■ Source records:
==========
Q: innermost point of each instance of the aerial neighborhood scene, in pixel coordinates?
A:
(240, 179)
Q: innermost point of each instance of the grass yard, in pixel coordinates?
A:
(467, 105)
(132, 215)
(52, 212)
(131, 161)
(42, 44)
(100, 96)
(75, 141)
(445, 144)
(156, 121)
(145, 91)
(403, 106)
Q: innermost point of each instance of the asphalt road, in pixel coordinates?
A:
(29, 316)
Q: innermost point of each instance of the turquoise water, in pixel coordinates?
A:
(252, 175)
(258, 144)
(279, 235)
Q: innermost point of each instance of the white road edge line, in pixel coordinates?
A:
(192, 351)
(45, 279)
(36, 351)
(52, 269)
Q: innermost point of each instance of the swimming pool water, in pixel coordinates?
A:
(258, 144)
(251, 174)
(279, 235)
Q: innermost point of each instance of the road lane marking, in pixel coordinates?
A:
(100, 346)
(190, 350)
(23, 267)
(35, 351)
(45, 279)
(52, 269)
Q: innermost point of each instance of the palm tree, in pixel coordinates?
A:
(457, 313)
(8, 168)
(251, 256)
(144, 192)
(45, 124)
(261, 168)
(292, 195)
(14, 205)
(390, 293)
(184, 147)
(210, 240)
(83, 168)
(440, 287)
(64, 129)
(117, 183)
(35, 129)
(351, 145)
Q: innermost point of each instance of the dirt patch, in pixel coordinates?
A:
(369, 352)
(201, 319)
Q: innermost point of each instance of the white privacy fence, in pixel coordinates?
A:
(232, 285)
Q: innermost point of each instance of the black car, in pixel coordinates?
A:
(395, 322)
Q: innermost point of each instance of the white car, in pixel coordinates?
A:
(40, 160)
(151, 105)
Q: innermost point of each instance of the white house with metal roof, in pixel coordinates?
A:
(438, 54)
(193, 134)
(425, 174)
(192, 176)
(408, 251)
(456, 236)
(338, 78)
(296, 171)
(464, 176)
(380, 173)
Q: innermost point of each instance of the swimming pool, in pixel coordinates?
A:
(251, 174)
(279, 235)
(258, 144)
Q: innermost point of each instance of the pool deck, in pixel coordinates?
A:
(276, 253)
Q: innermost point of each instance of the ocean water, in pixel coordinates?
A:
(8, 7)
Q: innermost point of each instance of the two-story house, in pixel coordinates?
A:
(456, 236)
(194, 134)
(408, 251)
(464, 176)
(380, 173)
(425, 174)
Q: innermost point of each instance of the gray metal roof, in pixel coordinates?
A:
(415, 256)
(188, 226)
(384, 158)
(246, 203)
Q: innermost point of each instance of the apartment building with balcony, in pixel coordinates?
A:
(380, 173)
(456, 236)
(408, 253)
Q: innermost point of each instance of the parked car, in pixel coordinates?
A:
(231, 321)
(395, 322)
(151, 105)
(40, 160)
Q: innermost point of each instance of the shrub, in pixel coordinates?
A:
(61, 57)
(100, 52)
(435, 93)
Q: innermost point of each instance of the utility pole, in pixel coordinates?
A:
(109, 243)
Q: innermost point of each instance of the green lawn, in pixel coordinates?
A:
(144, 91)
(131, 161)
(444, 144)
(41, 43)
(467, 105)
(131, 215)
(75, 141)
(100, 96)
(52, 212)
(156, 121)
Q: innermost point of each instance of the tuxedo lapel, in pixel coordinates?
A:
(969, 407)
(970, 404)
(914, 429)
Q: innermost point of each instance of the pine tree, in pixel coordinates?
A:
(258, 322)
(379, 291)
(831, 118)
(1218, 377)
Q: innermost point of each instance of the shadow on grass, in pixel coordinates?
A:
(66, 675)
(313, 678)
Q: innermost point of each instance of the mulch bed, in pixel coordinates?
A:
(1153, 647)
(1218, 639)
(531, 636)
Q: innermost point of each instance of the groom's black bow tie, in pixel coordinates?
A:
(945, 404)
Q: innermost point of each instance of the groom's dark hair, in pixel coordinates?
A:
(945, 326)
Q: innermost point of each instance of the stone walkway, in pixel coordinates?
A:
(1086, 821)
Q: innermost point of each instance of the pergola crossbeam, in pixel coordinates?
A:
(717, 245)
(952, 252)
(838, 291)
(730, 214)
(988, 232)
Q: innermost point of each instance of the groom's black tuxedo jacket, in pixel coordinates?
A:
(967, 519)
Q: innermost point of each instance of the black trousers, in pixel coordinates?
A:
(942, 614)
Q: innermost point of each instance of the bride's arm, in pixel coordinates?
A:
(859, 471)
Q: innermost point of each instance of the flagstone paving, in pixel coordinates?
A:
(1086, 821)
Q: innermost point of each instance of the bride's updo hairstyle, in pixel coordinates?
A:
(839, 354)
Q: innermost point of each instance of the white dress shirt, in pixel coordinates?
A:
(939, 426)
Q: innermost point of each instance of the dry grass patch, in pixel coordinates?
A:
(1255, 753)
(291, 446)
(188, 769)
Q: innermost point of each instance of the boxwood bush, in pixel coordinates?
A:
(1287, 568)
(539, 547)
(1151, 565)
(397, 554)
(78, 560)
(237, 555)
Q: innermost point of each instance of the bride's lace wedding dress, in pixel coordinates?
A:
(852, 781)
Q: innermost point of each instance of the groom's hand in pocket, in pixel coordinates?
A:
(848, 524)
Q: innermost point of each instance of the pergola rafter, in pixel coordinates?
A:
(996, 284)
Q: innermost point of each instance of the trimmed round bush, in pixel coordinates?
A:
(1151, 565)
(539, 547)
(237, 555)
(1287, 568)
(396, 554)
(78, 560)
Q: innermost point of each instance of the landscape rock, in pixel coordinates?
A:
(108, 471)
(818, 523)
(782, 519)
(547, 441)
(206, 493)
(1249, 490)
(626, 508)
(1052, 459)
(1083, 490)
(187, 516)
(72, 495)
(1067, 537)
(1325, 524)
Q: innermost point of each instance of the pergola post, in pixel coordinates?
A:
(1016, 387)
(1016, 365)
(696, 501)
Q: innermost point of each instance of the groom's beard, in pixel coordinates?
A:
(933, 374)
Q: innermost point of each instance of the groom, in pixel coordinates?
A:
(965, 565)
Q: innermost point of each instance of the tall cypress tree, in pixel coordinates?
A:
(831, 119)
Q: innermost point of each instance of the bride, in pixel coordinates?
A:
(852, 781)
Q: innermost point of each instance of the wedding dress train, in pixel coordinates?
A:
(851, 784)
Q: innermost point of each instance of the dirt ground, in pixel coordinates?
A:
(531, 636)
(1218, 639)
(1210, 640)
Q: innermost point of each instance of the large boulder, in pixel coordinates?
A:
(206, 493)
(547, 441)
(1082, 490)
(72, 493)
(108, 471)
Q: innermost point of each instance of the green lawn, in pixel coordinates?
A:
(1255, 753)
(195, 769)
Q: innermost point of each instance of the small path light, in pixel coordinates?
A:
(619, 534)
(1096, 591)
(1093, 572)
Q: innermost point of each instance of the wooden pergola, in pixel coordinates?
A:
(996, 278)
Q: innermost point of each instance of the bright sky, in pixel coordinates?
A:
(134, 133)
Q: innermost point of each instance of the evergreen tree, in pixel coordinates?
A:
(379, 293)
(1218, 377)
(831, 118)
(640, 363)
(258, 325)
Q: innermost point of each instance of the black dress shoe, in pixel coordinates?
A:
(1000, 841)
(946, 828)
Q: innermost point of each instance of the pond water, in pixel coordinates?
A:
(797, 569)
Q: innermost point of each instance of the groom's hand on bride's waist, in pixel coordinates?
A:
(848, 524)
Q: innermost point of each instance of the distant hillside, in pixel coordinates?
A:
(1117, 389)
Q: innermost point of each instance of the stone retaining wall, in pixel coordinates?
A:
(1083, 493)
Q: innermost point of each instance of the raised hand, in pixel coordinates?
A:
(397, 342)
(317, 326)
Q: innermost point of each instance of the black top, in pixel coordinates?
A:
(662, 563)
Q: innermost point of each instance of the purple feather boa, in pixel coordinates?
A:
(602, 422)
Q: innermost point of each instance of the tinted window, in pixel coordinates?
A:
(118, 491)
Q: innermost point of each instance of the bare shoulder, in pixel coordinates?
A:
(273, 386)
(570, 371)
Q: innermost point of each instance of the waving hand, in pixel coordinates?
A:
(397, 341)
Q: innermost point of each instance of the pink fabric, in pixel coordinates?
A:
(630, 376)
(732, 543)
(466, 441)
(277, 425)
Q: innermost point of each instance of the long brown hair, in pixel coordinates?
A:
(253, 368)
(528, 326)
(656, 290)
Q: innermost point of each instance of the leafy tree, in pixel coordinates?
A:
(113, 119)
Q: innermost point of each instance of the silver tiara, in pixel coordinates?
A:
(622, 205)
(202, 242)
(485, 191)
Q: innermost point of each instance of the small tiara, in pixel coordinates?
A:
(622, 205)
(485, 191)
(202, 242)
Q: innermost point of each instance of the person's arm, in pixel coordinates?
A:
==========
■ Task to complete:
Determine how many lines in the data include "small", and let the answer be that number alone.

■ Your response:
2